### [Problem requirements]
From the article below on hospital discharge and homelessness, print word for word the part that opens with the words containing "The researchers say" and closes with "improve success rates.".

### [Supplied passage]

A London research initiative is looking at ways to ensure a hospital discharge doesn’t result in a lifetime of homelessness.

The results of a nine-month study by a team from the Lawson Health Research Institute were presented to the Community Symposium on Health Care and Homelessness on Tuesday morning.

The “No Fixed Address” (NFA) project identified people experiencing mental health issues who could end up homeless after a hospital stay, even if that time in hospital is short.

The strategy reaches out to, and offered supports to, at-risk patients during that crucial period when they’re being discharged from hospital.

Over nine months, 74 people experiencing medical issues accessed the NFA program. Of those, 54 per cent also faced mental challenges.

Researchers say all those in the study were in imminent danger of homelessness.

Supports provided as part the study allowed half to arrange housing before being discharged, preventing them from falling into homelessness.

Research lead, Dr. Cheryl Forchuk says, “We we’re able to help a lot of people, with 50 per cent successfully securing housing.”

That number is far lower that the over 90 per cent success rate No Fixed Address found for those being discharged from psychiatric care.

The difference, Forchuk says is the short window of opportunity to assess and assist patients before discharge from hospital.

The researchers say their work points to the need to have a housing support worker to provide transitional, wrap-around services.

That work would continue after the hospital stay, helping to access community programs.

The project is funded by the federal government’s Homelessness Partnering Strategy’s Innovative Solutions to Homelessness funding stream.

Forchuk is hoping to continue the research in order to improve success rates.

[Region pointing data]
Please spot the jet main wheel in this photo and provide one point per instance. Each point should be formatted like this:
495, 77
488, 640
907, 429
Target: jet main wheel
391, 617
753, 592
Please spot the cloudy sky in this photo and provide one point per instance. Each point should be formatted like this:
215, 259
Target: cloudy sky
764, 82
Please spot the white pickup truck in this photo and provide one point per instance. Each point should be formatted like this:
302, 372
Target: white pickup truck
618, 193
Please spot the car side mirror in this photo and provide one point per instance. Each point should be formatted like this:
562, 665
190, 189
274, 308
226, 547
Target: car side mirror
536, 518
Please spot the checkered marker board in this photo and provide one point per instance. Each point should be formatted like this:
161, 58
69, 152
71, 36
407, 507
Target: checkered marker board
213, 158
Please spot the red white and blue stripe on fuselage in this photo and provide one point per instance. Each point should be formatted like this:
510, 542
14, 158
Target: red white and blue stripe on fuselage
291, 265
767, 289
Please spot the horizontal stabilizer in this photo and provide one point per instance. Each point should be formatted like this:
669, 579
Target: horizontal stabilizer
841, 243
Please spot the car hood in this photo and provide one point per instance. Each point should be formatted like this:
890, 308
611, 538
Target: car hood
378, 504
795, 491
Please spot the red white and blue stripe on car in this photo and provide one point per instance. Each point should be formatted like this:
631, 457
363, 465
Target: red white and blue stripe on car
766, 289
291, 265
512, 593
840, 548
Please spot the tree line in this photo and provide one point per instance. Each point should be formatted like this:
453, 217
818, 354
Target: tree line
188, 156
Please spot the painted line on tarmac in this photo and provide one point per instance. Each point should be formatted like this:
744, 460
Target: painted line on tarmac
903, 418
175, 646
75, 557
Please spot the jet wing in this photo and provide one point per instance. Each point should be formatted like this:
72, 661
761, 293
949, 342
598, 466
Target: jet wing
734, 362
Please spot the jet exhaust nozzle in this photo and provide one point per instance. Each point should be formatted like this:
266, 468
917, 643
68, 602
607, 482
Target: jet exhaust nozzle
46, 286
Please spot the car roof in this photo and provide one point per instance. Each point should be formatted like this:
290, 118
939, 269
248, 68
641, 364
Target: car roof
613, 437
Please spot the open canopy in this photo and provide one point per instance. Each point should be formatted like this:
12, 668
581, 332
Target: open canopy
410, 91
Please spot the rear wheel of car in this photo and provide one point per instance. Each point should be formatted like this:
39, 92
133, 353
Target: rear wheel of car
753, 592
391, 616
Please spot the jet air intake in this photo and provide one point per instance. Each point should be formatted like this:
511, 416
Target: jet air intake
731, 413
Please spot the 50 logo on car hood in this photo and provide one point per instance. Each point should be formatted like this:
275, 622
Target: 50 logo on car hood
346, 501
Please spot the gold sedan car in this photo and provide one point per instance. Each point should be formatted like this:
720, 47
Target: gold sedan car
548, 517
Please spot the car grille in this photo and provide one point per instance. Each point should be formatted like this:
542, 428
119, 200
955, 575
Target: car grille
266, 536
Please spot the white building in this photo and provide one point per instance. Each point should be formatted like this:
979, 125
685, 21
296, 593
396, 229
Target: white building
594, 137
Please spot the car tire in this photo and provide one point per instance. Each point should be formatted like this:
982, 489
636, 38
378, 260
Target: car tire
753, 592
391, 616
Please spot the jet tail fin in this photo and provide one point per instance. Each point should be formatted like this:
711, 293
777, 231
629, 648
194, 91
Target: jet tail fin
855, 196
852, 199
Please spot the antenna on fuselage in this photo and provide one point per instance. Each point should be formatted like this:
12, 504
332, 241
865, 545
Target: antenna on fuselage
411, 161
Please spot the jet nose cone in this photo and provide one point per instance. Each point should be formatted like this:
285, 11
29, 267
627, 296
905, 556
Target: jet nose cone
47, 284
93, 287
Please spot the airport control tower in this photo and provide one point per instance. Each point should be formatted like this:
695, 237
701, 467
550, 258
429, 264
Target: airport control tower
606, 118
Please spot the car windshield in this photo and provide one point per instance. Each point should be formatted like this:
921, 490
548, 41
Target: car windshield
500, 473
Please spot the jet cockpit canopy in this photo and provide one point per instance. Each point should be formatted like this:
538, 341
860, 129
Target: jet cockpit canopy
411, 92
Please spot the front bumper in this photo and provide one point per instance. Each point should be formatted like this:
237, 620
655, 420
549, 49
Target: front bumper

### [Response]
The researchers say their work points to the need to have a housing support worker to provide transitional, wrap-around services.

That work would continue after the hospital stay, helping to access community programs.

The project is funded by the federal government’s Homelessness Partnering Strategy’s Innovative Solutions to Homelessness funding stream.

Forchuk is hoping to continue the research in order to improve success rates.